== EXERCISE MATERIAL ==

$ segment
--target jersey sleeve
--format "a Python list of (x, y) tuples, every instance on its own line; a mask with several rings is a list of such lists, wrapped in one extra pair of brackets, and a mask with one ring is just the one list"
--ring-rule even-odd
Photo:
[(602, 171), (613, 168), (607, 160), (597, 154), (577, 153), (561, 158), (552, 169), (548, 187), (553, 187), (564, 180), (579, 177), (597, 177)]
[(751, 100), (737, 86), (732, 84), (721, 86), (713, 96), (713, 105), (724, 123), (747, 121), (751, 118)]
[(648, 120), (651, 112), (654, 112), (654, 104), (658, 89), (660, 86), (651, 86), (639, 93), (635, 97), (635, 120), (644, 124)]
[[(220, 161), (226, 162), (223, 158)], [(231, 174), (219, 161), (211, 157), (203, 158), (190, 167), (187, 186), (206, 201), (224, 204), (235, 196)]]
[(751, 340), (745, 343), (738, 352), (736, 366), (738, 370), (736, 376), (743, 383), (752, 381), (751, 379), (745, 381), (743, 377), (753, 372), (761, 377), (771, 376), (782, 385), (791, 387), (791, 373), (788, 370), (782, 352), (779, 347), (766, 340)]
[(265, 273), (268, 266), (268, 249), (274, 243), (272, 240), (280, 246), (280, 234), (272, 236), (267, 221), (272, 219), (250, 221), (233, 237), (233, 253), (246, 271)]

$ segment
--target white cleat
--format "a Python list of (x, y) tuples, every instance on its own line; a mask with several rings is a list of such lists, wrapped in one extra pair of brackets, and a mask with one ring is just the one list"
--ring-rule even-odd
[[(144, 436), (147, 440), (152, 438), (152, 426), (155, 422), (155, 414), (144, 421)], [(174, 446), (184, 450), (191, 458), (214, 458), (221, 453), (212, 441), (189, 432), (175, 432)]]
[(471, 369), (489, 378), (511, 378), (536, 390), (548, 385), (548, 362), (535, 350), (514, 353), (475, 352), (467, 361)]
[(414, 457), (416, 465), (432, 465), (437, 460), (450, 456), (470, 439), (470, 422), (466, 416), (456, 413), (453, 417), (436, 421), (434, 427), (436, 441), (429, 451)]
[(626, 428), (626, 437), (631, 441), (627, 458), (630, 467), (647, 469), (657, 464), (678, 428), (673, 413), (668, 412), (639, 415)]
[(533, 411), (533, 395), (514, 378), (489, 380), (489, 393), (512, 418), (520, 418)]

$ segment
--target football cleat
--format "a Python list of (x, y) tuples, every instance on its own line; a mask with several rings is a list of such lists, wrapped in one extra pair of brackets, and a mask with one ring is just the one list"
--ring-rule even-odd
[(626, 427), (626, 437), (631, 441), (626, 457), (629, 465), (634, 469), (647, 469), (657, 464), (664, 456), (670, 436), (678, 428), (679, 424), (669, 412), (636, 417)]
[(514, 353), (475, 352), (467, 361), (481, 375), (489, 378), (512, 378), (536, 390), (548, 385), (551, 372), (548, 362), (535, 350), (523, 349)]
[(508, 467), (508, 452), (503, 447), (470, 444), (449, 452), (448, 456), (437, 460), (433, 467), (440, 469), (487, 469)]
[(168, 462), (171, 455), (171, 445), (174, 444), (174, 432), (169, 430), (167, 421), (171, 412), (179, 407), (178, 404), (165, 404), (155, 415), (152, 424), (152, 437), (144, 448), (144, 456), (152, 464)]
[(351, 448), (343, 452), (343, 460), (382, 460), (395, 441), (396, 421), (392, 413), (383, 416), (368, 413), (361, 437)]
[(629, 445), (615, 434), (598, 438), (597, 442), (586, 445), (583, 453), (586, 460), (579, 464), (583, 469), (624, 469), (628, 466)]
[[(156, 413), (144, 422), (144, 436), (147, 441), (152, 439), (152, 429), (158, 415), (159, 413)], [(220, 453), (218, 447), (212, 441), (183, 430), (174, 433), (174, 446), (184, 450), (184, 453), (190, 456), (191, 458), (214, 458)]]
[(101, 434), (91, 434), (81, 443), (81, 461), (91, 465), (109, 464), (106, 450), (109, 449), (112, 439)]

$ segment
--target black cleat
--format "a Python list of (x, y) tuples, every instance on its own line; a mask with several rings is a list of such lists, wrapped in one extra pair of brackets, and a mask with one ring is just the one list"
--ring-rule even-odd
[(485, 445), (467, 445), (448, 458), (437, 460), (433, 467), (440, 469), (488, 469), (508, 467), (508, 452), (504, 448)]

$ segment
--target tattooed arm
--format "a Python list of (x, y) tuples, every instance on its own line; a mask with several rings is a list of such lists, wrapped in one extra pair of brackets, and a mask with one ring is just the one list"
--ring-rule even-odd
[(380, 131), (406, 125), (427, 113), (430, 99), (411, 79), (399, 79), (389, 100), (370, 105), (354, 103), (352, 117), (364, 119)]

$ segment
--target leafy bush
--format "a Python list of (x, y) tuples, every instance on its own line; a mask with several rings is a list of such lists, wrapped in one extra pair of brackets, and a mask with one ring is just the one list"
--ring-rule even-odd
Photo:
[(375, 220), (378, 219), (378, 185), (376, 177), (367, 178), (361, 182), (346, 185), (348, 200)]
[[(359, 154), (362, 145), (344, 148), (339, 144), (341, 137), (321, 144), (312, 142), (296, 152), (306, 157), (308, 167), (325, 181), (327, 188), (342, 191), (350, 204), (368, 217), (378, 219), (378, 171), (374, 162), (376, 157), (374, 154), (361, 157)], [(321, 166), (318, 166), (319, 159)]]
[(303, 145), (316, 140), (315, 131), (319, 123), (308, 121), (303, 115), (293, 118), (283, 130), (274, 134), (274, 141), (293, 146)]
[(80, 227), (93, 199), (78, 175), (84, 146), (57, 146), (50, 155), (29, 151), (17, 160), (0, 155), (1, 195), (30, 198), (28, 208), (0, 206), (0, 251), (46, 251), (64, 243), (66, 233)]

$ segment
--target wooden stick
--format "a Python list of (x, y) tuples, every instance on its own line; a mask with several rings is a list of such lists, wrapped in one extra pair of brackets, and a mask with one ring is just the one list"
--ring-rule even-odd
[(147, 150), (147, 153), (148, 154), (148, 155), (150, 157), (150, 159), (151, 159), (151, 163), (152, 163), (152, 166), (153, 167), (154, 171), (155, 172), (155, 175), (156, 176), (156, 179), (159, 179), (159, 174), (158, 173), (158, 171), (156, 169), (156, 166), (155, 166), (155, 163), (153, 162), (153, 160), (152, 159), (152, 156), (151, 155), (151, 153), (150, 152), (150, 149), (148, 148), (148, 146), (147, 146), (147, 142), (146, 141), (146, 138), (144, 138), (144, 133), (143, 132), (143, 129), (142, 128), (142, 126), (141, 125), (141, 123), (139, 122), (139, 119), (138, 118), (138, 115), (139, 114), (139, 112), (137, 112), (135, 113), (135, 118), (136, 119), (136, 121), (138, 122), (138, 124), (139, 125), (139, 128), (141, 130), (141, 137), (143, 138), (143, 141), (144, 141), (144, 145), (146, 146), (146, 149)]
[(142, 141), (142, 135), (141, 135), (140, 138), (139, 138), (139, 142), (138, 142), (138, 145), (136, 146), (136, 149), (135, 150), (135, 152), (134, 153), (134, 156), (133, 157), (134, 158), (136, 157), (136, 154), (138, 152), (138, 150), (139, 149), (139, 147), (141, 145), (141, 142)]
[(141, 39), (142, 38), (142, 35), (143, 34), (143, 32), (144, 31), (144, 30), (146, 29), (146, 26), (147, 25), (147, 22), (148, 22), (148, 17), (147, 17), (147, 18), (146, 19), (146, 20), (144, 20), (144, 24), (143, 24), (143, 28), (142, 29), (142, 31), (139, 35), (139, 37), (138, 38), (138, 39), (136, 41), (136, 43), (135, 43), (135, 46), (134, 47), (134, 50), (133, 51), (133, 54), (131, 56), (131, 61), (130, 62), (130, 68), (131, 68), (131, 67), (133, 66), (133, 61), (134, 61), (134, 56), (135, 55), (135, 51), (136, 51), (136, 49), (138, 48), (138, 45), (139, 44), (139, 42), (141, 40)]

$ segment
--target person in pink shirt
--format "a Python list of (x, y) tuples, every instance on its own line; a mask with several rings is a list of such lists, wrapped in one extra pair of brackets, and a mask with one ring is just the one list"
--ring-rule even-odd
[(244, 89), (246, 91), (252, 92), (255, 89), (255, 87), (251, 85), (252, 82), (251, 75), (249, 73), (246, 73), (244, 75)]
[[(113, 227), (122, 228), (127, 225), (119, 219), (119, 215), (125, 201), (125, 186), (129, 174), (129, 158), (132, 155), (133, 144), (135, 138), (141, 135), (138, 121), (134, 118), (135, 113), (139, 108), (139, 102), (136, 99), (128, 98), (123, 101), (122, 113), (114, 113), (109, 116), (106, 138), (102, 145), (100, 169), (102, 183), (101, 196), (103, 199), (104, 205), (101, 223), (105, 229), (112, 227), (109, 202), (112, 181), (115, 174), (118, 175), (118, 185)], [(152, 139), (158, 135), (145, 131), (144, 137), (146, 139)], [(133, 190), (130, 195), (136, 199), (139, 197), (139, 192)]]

===

WHAT THIS TASK INVOLVES:
Pick out every line of the records that contains the string "cleat", treating uppercase and lowercase letters as different.

THE REPLY:
--target white cleat
--target football cleat
--target black cleat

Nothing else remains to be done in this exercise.